§ **TEXT SECTION**
The United States is insisting on the need for a strong, rapid and coordinated stimulus. Why? Because they were the last ones to put in place their plan and they are facing a bigger crisis, French Finance Minister Christine Lagarde said.

For most of the countries in continental Europe, the urgency is to develop the rules, highlight discipline and sanctions through a new architecture of the financial system, she said in an interview in Les Echos newspaper.

China said it too was ready to do more if needed to spur its growth. British Finance Minister Alistair Darling, hosting the weekend's meeting, played down the importance of any rift.

Obviously if you have 20 people sitting round a table, there will be differences, he told Reuters. There is a lot of common ground. If you take fiscal stimulus, for example, the U.S. has, we have, the French have, the Germans have.

GREAT RECESSION

The world economy shrank for the first time since 1945 in the last quarter of 2008, throwing millions of people out of work, and the IMF says 2009 will bring the first annual global contraction for more than 60 years.

While financial markets have lately taken some comfort from signs that large U.S. banks may survive without full government takeovers, a solution to the core problem of what to do with a mountain of troubled banking assets is proving elusive.

Financial markets are awaiting detailed U.S. plans on that.

Washington is in the meantime urging the big industrialized countries to spend 2 percent of their gross domestic product to boost demand and economic activity, but France and Germany say they will not spend more than announced for now.

Meeting host Darling said: We must do three things: boost demand, reform the global system of financial regulation, and increase the resources of the International Monetary Fund.

Top White House economic adviser Lawrence Summers called on Friday for the United States to lead a global drive to boost regulatory standards.

Globally, the United States must lead a leveling-up of regulatory standards, not as has happened all too often in the recent past, trying to win a race to the bottom, Summers said in a speech in Washington.

A document obtained by Reuters this week showed that the EU may be willing to grant up to another $100 billion to the IMF to help severely distressed countries. Japan has already committed $100 billion, and China's checkbook is being eyed now too.

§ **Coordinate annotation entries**

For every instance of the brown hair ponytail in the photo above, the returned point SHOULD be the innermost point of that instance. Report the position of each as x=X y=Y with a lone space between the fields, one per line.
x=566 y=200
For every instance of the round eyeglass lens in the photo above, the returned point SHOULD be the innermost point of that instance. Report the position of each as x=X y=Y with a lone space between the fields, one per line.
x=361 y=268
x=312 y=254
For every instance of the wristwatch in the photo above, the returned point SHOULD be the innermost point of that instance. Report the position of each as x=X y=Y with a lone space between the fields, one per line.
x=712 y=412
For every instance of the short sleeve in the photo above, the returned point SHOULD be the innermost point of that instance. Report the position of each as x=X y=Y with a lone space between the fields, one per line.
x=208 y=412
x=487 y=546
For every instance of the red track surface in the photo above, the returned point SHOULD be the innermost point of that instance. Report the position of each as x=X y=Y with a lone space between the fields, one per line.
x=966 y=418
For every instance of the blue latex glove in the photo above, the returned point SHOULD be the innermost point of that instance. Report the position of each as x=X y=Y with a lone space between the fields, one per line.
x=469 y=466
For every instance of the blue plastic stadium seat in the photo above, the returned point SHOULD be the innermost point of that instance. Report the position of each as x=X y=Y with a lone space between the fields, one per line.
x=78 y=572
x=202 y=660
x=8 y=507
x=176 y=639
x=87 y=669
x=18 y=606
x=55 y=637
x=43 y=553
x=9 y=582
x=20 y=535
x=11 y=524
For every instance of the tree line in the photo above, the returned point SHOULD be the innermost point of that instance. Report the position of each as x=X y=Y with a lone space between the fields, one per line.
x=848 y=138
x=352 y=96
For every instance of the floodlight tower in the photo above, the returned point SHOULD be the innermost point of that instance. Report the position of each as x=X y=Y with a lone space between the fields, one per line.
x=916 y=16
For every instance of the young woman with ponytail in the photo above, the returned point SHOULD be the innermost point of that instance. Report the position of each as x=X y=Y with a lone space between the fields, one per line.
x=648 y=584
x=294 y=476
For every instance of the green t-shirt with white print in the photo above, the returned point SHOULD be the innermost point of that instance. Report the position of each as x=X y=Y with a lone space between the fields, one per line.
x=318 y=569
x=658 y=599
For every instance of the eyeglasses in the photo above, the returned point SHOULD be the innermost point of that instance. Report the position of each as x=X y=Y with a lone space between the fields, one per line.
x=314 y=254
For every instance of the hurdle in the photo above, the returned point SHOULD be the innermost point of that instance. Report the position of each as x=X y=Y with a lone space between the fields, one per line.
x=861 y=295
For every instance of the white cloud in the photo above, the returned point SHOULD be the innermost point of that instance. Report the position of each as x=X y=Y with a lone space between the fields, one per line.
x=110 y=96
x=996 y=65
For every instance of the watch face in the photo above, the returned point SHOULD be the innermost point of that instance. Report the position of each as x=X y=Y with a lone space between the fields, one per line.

§ **DIRECTION A**
Translate this sentence from the article on the global economic crisis into Spanish: "China said it too was ready to do more if needed to spur its growth."
§ **DIRECTION B**
Output the lines of the entries as a JSON list of strings, one string per line and no blank lines. Start at the line containing "For every instance of the eyeglasses" and end at the last line of the entries.
The entries are unrelated to the article.

§ **COMPLETE ANSWER A**
China dijo que también estaba dispuesta a hacer más si era necesario para impulsar su crecimiento.

§ **COMPLETE ANSWER B**
[
  "For every instance of the eyeglasses in the photo above, the returned point SHOULD be the innermost point of that instance. Report the position of each as x=X y=Y with a lone space between the fields, one per line.",
  "x=314 y=254",
  "For every instance of the hurdle in the photo above, the returned point SHOULD be the innermost point of that instance. Report the position of each as x=X y=Y with a lone space between the fields, one per line.",
  "x=861 y=295",
  "For every instance of the white cloud in the photo above, the returned point SHOULD be the innermost point of that instance. Report the position of each as x=X y=Y with a lone space between the fields, one per line.",
  "x=110 y=96",
  "x=996 y=65",
  "For every instance of the watch face in the photo above, the returned point SHOULD be the innermost point of that instance. Report the position of each as x=X y=Y with a lone space between the fields, one per line."
]